INSTRUCTIONS FOR THE TASK – Where does the string "rough" appear? Copy every line of the entries below that holds it.

===============

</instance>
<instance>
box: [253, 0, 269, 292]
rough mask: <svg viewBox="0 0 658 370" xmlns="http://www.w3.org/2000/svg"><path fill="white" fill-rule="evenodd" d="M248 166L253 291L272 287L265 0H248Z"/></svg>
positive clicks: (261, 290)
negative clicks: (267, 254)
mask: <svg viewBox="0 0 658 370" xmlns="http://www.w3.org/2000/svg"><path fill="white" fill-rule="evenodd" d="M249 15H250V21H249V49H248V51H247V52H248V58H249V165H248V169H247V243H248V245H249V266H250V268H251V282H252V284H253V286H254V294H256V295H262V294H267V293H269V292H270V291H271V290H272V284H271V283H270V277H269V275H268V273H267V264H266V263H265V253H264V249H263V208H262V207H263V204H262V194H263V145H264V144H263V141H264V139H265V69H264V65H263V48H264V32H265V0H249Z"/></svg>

===============

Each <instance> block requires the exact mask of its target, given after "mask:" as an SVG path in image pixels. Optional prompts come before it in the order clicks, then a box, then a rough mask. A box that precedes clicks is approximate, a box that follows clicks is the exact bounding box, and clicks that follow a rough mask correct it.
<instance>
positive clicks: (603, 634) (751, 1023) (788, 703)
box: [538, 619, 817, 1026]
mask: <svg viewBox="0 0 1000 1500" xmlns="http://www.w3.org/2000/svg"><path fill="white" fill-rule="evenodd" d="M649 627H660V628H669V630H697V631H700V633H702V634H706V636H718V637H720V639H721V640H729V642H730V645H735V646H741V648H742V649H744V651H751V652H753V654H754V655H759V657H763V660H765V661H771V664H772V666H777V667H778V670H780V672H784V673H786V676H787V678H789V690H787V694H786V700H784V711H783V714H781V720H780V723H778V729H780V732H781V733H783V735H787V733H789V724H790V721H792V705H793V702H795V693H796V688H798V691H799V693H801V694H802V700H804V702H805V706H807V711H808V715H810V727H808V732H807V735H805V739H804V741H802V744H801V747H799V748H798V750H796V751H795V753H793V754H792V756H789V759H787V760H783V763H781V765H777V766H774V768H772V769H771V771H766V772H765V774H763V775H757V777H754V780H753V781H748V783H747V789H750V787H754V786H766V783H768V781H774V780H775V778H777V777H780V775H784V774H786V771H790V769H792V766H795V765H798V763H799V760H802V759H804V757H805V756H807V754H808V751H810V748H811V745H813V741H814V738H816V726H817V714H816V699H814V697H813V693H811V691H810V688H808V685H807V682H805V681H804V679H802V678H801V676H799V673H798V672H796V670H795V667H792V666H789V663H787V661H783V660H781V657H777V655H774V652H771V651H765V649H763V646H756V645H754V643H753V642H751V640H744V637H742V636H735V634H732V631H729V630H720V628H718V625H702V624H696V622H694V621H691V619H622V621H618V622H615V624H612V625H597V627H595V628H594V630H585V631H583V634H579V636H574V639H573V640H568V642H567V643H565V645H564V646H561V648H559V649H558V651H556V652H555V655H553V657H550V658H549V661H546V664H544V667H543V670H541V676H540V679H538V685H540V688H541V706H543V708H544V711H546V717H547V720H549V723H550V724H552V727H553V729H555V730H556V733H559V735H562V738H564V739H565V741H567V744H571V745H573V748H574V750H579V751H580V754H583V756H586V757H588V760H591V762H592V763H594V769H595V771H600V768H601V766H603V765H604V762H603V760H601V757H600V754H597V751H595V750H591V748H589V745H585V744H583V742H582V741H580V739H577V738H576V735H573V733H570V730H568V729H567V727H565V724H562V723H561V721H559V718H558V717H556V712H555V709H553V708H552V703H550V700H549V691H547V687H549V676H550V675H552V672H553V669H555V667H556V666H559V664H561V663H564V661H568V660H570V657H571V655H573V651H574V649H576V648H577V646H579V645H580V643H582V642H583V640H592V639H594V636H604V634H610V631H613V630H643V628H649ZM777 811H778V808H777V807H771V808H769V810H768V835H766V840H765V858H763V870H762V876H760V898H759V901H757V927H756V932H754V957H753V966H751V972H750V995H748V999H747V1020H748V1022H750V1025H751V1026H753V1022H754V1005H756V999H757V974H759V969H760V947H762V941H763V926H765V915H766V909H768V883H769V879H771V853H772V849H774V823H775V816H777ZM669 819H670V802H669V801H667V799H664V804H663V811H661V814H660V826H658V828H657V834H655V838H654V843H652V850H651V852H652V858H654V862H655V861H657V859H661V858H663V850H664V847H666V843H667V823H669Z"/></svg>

===============

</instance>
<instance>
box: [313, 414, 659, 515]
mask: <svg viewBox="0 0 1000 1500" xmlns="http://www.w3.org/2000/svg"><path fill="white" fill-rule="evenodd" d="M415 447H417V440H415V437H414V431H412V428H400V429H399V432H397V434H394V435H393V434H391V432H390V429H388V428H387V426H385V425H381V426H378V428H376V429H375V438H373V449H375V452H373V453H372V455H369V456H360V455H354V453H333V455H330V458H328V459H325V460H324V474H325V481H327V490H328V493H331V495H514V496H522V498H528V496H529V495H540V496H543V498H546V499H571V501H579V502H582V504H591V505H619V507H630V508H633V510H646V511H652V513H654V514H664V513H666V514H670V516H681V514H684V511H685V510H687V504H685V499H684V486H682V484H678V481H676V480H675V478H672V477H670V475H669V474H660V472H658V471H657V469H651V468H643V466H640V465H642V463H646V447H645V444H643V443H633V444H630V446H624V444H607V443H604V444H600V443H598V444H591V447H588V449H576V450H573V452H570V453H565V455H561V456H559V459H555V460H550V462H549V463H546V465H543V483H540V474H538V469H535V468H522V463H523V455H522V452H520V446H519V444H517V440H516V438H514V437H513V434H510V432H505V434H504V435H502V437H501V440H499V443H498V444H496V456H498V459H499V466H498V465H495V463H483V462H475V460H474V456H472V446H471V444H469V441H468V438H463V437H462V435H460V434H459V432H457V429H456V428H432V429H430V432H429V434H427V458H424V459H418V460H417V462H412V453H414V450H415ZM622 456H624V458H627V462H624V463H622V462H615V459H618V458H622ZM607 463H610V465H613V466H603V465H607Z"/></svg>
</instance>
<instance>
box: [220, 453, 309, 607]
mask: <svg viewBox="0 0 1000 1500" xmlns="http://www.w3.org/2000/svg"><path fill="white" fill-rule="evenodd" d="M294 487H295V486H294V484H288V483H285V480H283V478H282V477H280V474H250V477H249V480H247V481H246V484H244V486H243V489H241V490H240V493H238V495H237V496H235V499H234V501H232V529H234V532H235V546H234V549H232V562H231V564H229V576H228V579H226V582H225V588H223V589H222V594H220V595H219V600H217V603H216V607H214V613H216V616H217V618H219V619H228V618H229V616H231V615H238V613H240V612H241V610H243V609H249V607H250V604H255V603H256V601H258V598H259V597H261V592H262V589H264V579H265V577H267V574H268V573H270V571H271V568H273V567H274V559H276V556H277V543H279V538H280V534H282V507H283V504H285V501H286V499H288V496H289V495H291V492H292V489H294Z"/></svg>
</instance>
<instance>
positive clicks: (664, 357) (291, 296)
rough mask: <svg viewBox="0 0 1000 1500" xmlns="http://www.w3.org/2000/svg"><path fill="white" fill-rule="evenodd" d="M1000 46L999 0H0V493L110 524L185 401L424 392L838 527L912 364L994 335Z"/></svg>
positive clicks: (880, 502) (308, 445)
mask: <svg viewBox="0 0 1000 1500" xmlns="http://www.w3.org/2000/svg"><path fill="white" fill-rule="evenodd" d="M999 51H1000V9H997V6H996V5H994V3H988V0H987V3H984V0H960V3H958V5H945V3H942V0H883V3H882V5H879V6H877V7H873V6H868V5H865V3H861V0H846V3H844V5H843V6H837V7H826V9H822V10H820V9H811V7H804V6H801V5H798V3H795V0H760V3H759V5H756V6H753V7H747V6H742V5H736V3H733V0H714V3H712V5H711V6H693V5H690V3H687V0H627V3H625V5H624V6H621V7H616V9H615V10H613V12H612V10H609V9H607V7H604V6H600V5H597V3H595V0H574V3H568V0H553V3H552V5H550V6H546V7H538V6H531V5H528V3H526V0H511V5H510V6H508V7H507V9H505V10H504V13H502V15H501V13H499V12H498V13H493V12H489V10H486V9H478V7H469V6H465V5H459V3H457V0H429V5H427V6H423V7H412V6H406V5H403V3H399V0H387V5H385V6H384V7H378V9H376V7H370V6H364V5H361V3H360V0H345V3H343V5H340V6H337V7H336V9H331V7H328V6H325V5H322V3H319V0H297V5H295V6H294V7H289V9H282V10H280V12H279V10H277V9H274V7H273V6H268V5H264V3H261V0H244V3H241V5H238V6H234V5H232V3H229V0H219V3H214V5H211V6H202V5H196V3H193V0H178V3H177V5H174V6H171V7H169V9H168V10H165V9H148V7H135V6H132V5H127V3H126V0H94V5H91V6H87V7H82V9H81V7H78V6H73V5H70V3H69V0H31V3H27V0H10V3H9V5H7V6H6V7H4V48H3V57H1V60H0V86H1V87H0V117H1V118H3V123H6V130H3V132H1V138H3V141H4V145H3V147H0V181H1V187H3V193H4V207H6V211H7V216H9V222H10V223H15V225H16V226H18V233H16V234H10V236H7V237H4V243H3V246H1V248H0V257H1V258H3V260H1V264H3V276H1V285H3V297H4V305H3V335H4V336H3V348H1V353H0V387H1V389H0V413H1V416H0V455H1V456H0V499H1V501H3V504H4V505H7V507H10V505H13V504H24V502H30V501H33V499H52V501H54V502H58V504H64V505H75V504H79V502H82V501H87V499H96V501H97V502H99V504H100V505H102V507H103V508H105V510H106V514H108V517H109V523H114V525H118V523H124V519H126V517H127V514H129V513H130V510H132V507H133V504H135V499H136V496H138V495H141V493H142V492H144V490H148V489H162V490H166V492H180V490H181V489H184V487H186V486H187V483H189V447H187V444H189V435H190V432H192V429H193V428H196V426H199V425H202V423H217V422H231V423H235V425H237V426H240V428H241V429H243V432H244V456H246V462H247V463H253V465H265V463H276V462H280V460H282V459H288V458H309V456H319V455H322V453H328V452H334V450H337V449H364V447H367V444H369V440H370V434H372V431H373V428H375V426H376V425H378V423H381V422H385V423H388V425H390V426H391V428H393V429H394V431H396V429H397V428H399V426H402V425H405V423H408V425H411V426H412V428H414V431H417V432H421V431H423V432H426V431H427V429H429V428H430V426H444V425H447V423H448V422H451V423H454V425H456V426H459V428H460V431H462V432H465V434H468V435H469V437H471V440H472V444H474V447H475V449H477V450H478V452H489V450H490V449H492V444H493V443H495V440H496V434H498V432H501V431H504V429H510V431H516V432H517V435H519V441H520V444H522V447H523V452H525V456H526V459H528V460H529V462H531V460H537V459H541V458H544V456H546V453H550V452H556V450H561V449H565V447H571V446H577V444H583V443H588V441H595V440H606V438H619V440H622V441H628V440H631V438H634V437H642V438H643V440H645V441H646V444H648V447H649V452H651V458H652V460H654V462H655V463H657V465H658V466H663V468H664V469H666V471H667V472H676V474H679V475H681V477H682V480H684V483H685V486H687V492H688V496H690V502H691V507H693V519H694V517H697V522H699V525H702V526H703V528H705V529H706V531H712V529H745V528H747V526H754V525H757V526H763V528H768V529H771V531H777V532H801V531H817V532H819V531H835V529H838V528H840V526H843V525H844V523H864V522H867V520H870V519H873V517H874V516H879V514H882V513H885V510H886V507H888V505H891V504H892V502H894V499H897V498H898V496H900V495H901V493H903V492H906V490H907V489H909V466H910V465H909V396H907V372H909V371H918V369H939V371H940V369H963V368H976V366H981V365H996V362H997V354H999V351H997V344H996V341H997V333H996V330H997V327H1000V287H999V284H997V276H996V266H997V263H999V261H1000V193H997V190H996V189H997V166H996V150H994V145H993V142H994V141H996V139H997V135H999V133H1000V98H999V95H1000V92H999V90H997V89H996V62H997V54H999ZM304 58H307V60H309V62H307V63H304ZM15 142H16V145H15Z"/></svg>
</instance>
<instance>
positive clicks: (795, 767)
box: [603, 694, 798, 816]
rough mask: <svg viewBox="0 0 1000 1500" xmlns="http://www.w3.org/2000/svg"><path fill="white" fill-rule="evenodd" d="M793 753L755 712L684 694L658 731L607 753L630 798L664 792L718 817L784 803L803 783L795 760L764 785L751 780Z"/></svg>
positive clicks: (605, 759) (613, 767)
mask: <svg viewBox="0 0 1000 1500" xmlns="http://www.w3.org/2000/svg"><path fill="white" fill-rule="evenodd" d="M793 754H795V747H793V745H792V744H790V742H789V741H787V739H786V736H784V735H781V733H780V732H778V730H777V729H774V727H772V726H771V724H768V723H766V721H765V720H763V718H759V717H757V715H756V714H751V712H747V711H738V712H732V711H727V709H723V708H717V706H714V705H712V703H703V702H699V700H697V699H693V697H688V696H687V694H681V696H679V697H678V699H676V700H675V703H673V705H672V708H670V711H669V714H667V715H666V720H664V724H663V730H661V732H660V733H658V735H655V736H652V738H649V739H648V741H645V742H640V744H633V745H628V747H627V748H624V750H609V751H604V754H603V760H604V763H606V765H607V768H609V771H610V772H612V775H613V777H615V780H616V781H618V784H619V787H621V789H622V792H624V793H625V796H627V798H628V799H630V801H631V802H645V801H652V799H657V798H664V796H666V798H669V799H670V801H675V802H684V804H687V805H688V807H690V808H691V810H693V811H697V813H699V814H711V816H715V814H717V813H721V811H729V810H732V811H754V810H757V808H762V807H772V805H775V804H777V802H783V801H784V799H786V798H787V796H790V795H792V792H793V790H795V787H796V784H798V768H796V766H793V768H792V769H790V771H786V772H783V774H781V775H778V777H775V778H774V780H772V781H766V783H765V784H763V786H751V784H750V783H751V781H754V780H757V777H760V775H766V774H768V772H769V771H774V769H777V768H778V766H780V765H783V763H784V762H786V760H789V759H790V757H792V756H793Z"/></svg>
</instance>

===============

RESPONSE BOX –
rough mask: <svg viewBox="0 0 658 370" xmlns="http://www.w3.org/2000/svg"><path fill="white" fill-rule="evenodd" d="M248 166L253 291L272 287L265 0H248Z"/></svg>
Each <instance> block requires the exact mask of its target, given after "mask:" as an SVG path in image pixels. Optional prompts come before it in the order clicks, then a box, then a rough mask. A box that precedes clicks is approximate, a box that follows clicks is the exact bounding box, and clicks that follow a rough mask correct it.
rough mask: <svg viewBox="0 0 1000 1500" xmlns="http://www.w3.org/2000/svg"><path fill="white" fill-rule="evenodd" d="M1000 46L999 0H0V493L110 524L185 401L424 392L838 527L912 364L994 335Z"/></svg>
rough mask: <svg viewBox="0 0 1000 1500" xmlns="http://www.w3.org/2000/svg"><path fill="white" fill-rule="evenodd" d="M793 753L755 712L684 694L658 731L607 753L630 798L664 792L718 817L784 803L803 783L795 760L764 785L751 780Z"/></svg>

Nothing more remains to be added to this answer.